Disk Replacement

Replace Disk

Warning

In this LAB environment as we have not physically removed or replaced a disk we will simulate with enableDisk, however remember in a real disk replacement scenario, you would choose replaceDisk

Instructions

Login as Admin
Click Cluster Tab
Click Nodes Sub-Tab
Click Advanced Tab
Select Disk Management
Select disableDisk
Choose a target Node
Type /cloudian1 in Mount Point
Click Execute

Ensure Result shows disableDisk completed.

Instructions

You may need to wait a few minutes for the CMC to register the disabled disk.
Click on Cluster Tab
Click on Nodes Sub-Tab
Select the node you disabled the disk on under the Host dropdown
Ensure that the disk is showing as NotAvail

(You may need to refresh screen)

To Activate a Replacement Disk and Restore Data to It

Important

After you’ve physically installed the replacement disk, follow these steps:

Instructions

Log into the CMC
Select Cluster tab
Select Nodes sub-tab
Select Advanced.
For the Command Type select "Disk Management"
For the Command select “enableDisk". (In a true disk failure scenario you would need to use the “replaceDisk” option)
Choose the Target Node (the node on which the disk resides)

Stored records
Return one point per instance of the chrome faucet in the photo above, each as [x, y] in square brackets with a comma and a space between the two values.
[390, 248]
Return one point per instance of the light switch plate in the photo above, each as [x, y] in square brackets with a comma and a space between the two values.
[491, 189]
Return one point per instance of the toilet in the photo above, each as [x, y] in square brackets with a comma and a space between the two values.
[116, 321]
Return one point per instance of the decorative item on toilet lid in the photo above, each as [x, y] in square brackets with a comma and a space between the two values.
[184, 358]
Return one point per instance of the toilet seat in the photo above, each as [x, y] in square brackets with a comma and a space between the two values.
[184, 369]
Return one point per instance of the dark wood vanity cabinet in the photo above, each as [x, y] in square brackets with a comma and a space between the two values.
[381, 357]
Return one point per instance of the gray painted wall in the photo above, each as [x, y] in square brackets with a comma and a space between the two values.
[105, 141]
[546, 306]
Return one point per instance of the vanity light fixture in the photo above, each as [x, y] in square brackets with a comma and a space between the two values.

## Exercise instructions
**a)** Transcribe everything in the disk replacement guide from "Login as Admin" down to "shows disableDisk completed.".
**b)** In the disk replacement guide, how should the disk show on the Nodes sub-tab after it has been disabled?
**c)** Take the disk replacement guide further, starting after its last line.

## Exercise answers
**a)**
Login as Admin
Click Cluster Tab
Click Nodes Sub-Tab
Click Advanced Tab
Select Disk Management
Select disableDisk
Choose a target Node
Type /cloudian1 in Mount Point
Click Execute

Ensure Result shows disableDisk completed.

**b)** It should show as NotAvail.

**c)**
Enter the Mount Point of the replacement disk. This must be the same as the mount point of the disk that you disabled (/cloudian1).
Click Execute.

Wait some time for the operation to complete. The disk replacement operation automatically invokes a repair on the mount point (to recreate on the new disk the same set of S3 object data that was on the disk you replaced). The duration of this repair operation will depend on how much data is involved.

Instructions

Select Cluster tab
Select Nodes sub-tab

Info

In the "Disk Detail Info" section, the replacement disk should have a green status icon (indicating that its status is OK): and the operation is done. In the Lab it may be necessary to click "Clear Error History" to clear the red error indicator.

Repair System

Info

In line with best practices we must now perform a manual repair of the system to ensure that any reduction in redundancy is repaired as quickly as possible. As we know that studentXn5 had an issue we will concentrate on this node (modify the command to match your own lab, where X is your lab ID).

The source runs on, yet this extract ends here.